## WHAT THE TASK REQUIRES
For this exercise, restate the records word for word.

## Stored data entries
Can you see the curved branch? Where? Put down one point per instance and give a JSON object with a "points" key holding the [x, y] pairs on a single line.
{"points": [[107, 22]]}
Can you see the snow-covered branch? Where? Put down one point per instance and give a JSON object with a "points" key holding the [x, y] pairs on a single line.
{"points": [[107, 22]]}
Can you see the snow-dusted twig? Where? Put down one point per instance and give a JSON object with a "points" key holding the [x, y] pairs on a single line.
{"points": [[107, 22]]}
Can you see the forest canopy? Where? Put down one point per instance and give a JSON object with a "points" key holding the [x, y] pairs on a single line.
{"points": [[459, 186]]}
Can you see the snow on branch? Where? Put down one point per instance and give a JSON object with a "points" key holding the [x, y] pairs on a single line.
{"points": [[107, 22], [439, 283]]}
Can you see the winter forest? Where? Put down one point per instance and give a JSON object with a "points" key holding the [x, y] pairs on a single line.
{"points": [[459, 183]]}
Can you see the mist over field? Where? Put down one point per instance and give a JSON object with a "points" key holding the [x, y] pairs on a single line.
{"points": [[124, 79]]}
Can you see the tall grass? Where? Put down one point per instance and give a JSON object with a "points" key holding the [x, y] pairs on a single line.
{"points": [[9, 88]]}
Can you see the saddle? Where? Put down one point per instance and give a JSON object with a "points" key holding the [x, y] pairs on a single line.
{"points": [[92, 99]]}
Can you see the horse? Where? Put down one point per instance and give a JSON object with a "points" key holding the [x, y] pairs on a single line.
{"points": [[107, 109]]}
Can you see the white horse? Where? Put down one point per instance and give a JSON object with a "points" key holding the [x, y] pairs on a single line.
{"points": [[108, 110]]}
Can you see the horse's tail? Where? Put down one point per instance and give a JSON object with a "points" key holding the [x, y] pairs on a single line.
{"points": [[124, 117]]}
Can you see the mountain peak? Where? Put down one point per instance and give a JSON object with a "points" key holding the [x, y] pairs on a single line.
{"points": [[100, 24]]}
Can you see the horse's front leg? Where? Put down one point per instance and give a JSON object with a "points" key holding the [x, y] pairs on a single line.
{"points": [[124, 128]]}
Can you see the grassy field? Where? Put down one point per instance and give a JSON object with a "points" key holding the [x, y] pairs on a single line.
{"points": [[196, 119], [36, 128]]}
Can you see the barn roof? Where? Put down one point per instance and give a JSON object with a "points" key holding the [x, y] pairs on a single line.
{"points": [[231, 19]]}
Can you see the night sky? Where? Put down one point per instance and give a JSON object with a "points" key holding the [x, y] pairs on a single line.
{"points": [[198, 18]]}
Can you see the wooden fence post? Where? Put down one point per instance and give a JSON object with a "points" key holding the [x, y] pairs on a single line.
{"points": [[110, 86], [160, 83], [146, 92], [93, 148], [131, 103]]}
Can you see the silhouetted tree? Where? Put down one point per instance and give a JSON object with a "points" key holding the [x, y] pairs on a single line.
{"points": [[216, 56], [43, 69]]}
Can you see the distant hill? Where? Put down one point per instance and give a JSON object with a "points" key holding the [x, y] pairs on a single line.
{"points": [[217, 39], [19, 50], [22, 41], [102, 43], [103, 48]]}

## TASK OUTPUT
Can you see the curved branch? Where? Put down one point per instance and give a JSON object with a "points" key holding the [x, y] pairs on a single line.
{"points": [[107, 22]]}
Can you see the snow-covered branch? Where? Put down one point per instance and give a JSON object with a "points" key holding the [x, y] pairs on a single line.
{"points": [[107, 22]]}
Can you see the snow-dusted twig? Where? Put down one point per instance and give a JSON object with a "points" key holding the [x, y] pairs on a single line.
{"points": [[107, 22]]}
Can you see the forest canopy? Where? Put down one point per instance and give a JSON object with a "points" key holding the [x, y] pairs on a single line.
{"points": [[459, 186]]}
Can you see the snow on branch? Where? Put down one point per instance and give a JSON object with a "points" key holding the [x, y] pairs on a single line.
{"points": [[107, 22], [439, 283]]}
Can you see the winter forest? Where? Put down one point per instance and give a JSON object with a "points" key holding the [x, y] pairs on a single line.
{"points": [[459, 183]]}
Can you see the mist over field? Where? Put down one point per instance and give a JSON object with a "points" key holding the [x, y] pairs on a single line.
{"points": [[124, 79]]}
Can you see the tall grass? Where? Put down one point per instance and give a JSON object with a "points" key holding the [x, y] pairs on a single line.
{"points": [[9, 88]]}
Can you see the saddle? Where? Put down one point per instance and give a JSON object with a "points" key holding the [x, y] pairs on a single line.
{"points": [[92, 99]]}
Can you see the horse? Where? Put down one point per instance and give a JSON object with a "points" key holding the [x, y] pairs on a single line.
{"points": [[107, 109]]}
Can you see the white horse? Where? Put down one point per instance and give a JSON object with a "points" key holding the [x, y] pairs on a single line.
{"points": [[108, 110]]}
Can you see the horse's tail? Where? Put down one point per instance and give a JSON object with a "points" key holding the [x, y] pairs on a single line.
{"points": [[124, 117]]}
Can you see the mountain peak? Where? Put down one point per instance and give a JSON object with a "points" key holding the [x, y] pairs on a single line.
{"points": [[100, 24]]}
Can you see the horse's front leg? Where? Put down one point per instance and give a JSON object with a "points" key holding the [x, y] pairs on a single line.
{"points": [[124, 128]]}
Can you see the grassy field? Where? Put down one point per instance and give a JSON object with a "points" key holding the [x, y] pairs on a single line.
{"points": [[196, 119], [36, 128]]}
Can you see the barn roof? Where? Put down one point per instance and give a JSON object with a "points" key holding the [x, y] pairs on a single line.
{"points": [[231, 19]]}
Can you see the night sky? Where? Put down one point per instance and give a JSON object with a "points" key holding the [x, y] pairs on a single line.
{"points": [[198, 18]]}
Can you see the wooden fence post? Where? Put down one point per instance and give a JSON object with a "points" key holding the [x, y] pairs on a single line.
{"points": [[110, 86], [160, 83], [146, 92], [93, 148], [131, 103]]}
Can you see the silhouetted tree? Where? Put down one point per instance and give a JSON object with a "points" key holding the [x, y] pairs on a single line.
{"points": [[216, 56], [43, 69]]}
Can you see the distant hill? Where? Put down one point per instance and give a JSON object with a "points" key holding the [x, y] pairs on a single line.
{"points": [[217, 39], [19, 50], [22, 41], [102, 43], [103, 48]]}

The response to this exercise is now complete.